EXERCISE GOAL: Rewrite the rows below from the line with "Detect green grass" to the line with "left=317, top=0, right=663, bottom=59", changing "power line" to "overhead wire" and leaving everything else untouched. Give back only those lines.

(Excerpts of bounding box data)
──────────────────────────────
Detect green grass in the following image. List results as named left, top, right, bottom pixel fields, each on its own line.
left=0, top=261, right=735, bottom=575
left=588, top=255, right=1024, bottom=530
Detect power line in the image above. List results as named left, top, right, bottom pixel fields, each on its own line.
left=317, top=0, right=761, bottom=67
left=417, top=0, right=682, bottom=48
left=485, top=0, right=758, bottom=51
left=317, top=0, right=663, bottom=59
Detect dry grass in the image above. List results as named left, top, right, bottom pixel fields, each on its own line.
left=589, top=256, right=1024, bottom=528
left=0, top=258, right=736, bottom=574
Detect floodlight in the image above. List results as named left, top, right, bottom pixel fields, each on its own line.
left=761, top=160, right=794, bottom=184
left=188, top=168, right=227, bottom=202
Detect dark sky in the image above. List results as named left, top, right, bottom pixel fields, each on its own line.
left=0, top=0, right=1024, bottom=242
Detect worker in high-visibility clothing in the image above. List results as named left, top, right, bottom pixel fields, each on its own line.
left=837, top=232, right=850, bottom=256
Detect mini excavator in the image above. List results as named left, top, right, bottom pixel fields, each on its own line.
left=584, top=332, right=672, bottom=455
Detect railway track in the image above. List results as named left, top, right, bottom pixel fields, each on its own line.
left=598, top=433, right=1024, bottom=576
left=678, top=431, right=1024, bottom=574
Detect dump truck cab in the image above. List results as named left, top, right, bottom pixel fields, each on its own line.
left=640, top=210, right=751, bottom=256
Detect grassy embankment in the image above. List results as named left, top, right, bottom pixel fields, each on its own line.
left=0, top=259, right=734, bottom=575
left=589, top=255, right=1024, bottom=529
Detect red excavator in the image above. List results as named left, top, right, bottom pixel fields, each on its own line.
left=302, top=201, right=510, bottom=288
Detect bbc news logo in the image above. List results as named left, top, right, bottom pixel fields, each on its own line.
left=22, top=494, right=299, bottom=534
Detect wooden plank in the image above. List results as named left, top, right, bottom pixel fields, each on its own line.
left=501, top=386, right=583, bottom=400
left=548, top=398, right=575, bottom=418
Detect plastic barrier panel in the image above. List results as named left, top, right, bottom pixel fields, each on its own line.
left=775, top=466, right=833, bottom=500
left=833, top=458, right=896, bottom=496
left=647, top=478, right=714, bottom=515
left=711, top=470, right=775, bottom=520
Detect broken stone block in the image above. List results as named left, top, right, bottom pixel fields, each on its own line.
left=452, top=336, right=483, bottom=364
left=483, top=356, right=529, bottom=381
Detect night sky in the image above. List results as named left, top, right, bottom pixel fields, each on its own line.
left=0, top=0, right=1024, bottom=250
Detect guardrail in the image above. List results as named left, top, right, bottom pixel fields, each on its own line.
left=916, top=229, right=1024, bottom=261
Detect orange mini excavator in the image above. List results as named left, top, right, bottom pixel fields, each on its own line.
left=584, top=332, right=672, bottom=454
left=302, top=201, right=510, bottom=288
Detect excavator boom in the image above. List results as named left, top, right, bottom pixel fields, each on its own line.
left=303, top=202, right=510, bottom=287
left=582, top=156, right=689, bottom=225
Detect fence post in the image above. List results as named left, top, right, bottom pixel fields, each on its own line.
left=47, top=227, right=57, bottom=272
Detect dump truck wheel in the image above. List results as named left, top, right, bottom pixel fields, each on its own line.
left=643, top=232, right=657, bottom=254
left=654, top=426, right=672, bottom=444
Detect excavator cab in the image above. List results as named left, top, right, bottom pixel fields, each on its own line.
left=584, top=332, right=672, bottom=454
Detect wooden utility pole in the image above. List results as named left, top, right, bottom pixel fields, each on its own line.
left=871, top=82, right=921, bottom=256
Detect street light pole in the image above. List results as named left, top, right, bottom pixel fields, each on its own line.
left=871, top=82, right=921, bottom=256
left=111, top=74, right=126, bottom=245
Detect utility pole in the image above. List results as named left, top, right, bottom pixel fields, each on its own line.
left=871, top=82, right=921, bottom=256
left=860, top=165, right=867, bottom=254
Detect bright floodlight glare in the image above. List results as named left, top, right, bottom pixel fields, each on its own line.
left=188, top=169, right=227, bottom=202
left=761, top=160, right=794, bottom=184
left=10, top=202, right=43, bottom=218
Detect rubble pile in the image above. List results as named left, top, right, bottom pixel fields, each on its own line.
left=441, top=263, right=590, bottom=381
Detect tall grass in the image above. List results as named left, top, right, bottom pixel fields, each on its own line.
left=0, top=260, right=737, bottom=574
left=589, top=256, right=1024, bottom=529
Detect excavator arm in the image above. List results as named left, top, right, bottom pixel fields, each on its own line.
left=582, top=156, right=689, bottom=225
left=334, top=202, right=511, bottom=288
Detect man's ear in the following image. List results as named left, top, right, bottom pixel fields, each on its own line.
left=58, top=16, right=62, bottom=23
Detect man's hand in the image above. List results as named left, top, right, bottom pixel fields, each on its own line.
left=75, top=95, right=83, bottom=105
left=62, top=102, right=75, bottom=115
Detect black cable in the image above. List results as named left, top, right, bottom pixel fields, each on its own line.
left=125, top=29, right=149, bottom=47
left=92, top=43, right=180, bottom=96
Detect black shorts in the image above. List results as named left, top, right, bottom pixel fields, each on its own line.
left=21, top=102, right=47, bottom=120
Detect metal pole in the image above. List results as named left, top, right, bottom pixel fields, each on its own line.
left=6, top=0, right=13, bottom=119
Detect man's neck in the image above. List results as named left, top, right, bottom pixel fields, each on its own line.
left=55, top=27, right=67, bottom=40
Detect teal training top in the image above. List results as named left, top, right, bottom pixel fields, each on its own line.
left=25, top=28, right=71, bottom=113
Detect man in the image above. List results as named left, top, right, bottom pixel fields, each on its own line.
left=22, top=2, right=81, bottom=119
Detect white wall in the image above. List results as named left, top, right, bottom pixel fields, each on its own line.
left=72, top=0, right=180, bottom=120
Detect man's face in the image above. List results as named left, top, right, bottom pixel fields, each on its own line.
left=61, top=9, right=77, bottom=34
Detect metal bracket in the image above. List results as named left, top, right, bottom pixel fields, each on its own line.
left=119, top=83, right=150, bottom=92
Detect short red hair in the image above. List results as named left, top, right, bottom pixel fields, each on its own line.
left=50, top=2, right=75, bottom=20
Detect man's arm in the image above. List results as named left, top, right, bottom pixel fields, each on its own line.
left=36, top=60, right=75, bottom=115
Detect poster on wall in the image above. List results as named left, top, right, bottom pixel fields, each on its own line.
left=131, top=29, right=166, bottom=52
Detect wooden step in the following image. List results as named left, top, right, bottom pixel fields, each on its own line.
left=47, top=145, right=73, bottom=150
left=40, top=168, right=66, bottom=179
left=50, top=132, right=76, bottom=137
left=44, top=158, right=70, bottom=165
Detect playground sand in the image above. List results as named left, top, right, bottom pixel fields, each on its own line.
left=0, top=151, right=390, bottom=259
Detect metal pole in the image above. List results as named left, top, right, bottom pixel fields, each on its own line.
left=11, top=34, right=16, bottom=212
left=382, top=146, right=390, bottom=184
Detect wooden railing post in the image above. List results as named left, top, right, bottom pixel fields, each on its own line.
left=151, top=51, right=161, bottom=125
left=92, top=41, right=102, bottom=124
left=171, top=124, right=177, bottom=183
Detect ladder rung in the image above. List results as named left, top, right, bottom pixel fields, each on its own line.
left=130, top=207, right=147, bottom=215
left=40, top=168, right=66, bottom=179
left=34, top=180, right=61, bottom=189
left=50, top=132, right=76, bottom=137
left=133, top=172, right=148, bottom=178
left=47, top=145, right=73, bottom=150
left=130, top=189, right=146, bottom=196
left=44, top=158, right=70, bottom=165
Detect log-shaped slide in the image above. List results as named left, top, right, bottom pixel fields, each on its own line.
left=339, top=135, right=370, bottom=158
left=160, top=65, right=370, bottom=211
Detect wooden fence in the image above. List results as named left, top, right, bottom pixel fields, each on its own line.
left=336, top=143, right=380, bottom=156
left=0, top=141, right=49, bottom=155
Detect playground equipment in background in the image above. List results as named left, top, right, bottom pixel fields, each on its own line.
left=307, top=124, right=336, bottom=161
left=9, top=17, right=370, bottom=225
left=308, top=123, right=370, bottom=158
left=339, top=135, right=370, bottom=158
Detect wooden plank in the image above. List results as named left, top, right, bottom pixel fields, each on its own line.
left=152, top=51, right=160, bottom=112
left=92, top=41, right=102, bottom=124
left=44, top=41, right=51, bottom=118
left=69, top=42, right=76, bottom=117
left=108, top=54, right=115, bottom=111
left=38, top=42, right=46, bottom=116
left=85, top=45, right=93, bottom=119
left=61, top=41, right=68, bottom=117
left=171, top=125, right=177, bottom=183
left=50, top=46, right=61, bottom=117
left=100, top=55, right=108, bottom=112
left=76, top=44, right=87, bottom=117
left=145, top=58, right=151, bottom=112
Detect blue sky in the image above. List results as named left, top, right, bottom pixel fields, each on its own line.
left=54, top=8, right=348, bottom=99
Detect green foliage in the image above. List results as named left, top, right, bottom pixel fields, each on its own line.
──────────────────────────────
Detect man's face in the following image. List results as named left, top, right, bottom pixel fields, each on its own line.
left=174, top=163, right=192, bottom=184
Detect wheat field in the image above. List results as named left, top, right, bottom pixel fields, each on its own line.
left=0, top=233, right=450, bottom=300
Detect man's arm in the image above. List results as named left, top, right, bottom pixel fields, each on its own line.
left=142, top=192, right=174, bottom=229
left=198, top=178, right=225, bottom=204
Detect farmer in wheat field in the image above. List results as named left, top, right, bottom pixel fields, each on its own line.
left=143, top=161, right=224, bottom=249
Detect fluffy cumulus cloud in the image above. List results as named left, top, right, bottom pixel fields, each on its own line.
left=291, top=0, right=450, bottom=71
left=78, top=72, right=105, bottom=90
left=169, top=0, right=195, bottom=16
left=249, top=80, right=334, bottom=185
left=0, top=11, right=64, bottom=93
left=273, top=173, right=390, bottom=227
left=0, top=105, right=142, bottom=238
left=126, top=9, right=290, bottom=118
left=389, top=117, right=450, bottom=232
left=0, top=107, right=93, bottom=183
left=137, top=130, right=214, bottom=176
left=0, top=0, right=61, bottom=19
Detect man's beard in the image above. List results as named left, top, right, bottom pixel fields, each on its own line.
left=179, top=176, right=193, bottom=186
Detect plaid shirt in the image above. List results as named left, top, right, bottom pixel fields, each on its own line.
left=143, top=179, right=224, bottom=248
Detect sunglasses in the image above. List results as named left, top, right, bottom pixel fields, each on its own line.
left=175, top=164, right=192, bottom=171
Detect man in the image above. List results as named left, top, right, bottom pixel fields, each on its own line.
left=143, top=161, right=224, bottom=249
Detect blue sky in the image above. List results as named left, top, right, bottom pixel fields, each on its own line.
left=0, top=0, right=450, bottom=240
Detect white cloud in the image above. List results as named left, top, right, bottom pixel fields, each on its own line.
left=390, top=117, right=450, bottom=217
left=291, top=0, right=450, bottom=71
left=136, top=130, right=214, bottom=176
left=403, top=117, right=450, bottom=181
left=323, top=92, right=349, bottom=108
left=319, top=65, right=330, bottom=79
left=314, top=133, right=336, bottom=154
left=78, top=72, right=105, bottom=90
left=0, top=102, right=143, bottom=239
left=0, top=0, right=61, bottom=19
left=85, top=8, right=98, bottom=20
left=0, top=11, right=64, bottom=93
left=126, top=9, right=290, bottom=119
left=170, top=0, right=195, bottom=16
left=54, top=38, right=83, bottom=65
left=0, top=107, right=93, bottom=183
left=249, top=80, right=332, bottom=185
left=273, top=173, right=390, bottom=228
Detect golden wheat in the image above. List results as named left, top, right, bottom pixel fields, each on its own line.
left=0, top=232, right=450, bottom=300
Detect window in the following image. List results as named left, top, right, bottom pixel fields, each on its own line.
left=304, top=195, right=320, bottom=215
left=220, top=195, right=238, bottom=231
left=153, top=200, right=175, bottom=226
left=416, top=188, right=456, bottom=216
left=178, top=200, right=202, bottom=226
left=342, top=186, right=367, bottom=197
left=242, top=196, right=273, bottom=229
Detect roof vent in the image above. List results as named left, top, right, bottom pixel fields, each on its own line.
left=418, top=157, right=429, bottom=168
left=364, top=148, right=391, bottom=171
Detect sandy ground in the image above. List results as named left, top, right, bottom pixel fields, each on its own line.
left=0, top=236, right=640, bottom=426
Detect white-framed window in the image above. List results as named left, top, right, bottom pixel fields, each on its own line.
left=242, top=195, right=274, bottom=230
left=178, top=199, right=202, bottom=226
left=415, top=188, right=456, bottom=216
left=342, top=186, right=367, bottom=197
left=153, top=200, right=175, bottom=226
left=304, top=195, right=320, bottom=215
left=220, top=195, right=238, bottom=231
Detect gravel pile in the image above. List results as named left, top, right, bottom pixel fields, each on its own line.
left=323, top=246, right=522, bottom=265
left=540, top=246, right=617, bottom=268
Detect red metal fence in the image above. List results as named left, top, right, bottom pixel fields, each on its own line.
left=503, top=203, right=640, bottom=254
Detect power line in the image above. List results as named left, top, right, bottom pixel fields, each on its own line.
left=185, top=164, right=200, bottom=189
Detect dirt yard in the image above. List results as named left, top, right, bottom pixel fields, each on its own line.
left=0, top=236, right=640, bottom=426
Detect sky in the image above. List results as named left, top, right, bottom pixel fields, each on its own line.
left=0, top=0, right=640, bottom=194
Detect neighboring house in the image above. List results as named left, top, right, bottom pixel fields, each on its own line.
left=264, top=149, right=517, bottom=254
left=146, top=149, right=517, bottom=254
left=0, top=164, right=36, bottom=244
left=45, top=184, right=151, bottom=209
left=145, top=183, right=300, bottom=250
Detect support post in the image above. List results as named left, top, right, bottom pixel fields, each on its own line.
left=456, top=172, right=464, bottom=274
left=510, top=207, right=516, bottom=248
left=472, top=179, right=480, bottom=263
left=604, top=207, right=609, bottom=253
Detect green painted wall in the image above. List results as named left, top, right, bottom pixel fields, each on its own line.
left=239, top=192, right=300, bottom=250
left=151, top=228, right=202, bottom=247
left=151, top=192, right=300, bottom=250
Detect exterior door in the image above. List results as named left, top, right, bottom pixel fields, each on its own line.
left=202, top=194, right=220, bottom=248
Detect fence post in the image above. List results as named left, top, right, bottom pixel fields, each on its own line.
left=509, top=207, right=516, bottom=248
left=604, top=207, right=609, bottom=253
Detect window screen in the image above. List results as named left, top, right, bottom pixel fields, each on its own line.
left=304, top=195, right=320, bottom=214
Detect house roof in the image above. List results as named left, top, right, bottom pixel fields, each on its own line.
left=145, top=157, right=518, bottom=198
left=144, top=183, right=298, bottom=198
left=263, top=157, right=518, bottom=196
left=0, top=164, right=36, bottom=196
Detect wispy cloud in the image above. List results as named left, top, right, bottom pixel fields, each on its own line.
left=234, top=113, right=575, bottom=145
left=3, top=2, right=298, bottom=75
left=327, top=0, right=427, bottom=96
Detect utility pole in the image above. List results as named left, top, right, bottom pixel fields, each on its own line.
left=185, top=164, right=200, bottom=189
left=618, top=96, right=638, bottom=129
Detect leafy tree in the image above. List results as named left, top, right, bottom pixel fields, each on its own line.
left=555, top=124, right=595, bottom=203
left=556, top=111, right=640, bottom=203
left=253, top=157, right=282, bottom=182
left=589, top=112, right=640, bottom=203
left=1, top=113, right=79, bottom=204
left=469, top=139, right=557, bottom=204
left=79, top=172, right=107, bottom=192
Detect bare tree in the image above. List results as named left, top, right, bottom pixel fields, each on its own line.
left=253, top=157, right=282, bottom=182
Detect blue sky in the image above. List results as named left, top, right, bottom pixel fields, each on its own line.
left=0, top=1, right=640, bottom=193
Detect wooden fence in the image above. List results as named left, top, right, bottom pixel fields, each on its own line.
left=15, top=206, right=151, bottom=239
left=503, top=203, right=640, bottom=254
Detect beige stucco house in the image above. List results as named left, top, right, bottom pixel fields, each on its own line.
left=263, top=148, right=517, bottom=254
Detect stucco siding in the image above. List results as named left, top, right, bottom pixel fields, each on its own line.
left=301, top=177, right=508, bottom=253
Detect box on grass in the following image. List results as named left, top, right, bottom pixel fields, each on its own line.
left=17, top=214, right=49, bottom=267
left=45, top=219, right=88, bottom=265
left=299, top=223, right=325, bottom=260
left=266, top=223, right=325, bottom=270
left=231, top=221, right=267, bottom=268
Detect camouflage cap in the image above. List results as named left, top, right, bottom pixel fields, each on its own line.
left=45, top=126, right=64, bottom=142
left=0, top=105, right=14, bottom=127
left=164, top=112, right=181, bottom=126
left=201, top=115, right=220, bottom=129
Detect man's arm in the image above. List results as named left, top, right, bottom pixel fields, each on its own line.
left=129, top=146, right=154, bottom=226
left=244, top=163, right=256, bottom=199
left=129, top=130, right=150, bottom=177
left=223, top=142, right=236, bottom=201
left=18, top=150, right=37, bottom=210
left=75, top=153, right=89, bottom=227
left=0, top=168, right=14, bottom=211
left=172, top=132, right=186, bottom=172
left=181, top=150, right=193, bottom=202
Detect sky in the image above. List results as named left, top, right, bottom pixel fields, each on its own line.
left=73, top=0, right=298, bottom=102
──────────────────────────────
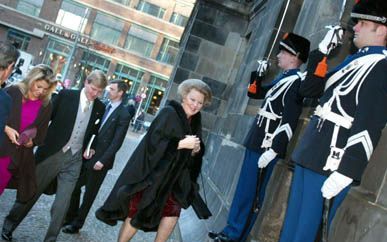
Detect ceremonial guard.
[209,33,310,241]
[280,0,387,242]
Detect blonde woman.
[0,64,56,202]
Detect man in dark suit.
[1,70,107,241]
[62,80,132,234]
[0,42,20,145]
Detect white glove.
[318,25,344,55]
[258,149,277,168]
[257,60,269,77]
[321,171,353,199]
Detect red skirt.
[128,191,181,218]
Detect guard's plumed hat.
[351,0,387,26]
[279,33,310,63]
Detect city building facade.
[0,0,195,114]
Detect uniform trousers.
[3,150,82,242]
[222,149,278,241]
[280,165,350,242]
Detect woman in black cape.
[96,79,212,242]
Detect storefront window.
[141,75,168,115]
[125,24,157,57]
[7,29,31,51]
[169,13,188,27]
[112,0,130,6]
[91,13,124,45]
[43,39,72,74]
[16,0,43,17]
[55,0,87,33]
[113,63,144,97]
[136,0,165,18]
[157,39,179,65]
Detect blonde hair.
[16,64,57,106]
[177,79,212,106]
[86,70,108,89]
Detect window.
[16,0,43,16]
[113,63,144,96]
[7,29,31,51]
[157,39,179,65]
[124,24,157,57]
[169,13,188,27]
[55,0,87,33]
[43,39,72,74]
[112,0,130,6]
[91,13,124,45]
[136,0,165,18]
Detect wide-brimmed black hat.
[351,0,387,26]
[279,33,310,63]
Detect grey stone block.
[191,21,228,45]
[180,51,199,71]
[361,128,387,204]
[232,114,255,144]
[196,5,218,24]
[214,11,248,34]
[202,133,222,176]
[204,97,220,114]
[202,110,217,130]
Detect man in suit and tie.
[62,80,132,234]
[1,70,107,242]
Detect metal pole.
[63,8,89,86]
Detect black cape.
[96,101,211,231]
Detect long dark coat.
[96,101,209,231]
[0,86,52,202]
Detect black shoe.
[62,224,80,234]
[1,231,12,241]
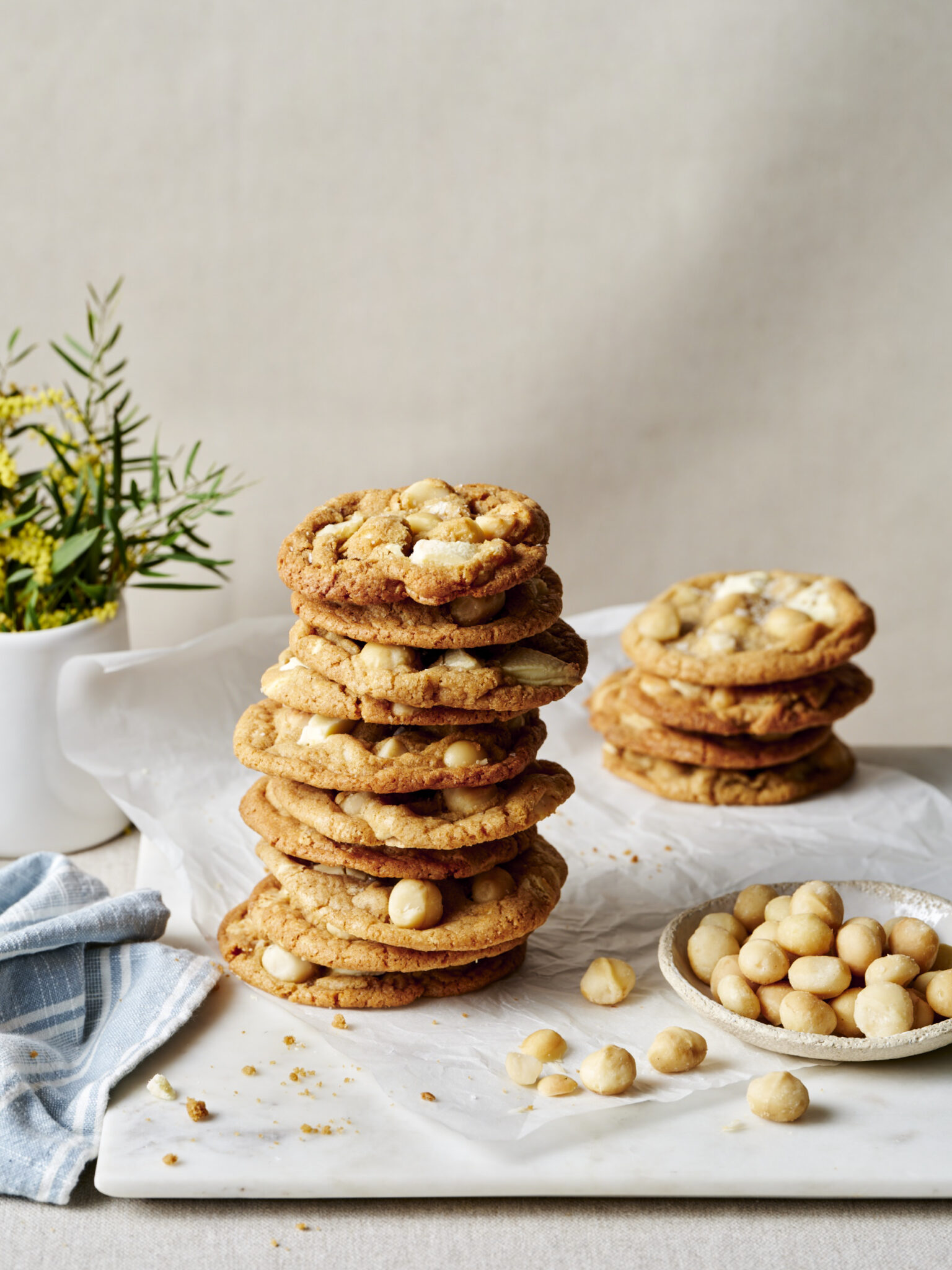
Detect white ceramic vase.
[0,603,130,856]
──────────────────────────────
RESULT OF THIS EXERCISE:
Detect green grass in the following image. List results as named left, top, right, bottom pixel fields, each on its own line.
left=0, top=261, right=735, bottom=575
left=588, top=255, right=1024, bottom=530
Detect overhead wire in the image above. List results as named left, top, right, bottom pixel fields, each on its own line.
left=317, top=0, right=761, bottom=67
left=417, top=0, right=682, bottom=48
left=485, top=0, right=758, bottom=51
left=317, top=0, right=663, bottom=59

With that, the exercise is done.